Collected data:
>> START
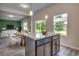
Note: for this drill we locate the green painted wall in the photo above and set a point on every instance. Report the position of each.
(4, 23)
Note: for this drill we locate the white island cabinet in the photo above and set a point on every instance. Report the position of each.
(42, 45)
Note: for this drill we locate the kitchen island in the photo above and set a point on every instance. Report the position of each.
(42, 45)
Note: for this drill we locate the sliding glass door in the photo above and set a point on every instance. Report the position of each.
(40, 26)
(60, 24)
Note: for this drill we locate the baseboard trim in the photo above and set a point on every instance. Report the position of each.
(75, 48)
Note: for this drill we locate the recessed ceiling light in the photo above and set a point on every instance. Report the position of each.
(11, 15)
(24, 6)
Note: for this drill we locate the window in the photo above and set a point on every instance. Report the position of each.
(40, 26)
(60, 24)
(25, 26)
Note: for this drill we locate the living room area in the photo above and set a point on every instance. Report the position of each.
(39, 29)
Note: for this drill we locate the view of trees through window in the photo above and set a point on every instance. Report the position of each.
(60, 24)
(40, 25)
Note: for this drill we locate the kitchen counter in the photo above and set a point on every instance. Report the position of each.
(42, 45)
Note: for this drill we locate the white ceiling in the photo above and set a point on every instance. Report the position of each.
(18, 11)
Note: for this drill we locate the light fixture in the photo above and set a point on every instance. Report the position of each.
(11, 15)
(46, 16)
(24, 6)
(30, 13)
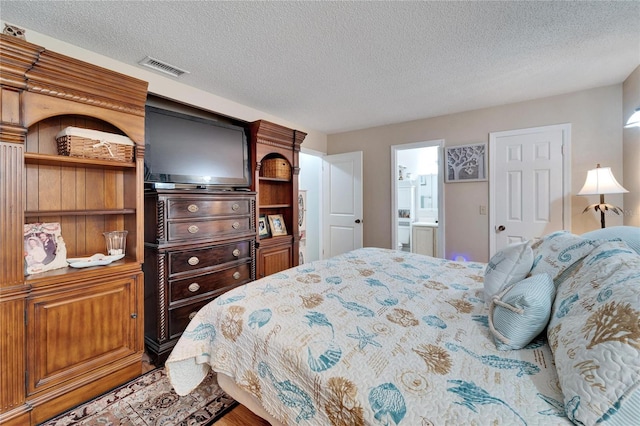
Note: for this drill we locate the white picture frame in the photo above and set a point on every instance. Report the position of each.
(466, 163)
(44, 248)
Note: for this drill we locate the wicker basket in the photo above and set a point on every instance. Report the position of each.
(85, 143)
(276, 168)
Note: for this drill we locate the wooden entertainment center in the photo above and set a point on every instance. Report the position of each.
(70, 334)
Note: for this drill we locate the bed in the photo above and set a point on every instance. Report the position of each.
(378, 336)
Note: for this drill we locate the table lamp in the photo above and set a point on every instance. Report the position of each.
(600, 181)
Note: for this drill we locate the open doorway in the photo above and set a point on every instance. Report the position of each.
(417, 198)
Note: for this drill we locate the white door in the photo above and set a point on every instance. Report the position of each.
(342, 203)
(529, 188)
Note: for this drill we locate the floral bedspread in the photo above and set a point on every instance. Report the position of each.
(375, 337)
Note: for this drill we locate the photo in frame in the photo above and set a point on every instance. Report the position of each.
(276, 225)
(466, 163)
(263, 227)
(44, 248)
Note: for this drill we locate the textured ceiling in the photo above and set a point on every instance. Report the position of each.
(337, 66)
>> END
» **WRITTEN INSTRUCTION**: Render the lines of the rows, starting at the line that contains "Note: for this drill we locate the table" and ending at the last line of the rows, as a Markdown table with the columns No. and Line. Number each line in order, and leave out any blank lines.

» **RESULT OF THE EXERCISE**:
| No. | Line |
|---|---|
| 1 | Note: for this drill we locate the table lamp in the photo above and set a point on every instance. Report the position of each. |
| 2 | (600, 181) |
| 3 | Note: for this drill we locate the open doorway in the photo above and set a point on every instance. Report the position of each. |
| 4 | (417, 198) |
| 5 | Note: for this drill we locate the white door in the photo above and set a point on every instance. Report the position of each. |
| 6 | (342, 203) |
| 7 | (529, 188) |
| 8 | Note: for this drill we locate the floral bedspread in the photo above and set a point on every instance. Report the position of each. |
| 9 | (375, 337) |
| 10 | Note: for this drill we locate the photo in frame in the photo above and set a point on every instance. Report the position of each. |
| 11 | (276, 225) |
| 12 | (466, 163) |
| 13 | (263, 227) |
| 14 | (44, 248) |
| 15 | Note: for this drill we locate the textured ceiling in the photo above and set a point on every instance. Report the position of each. |
| 16 | (337, 66) |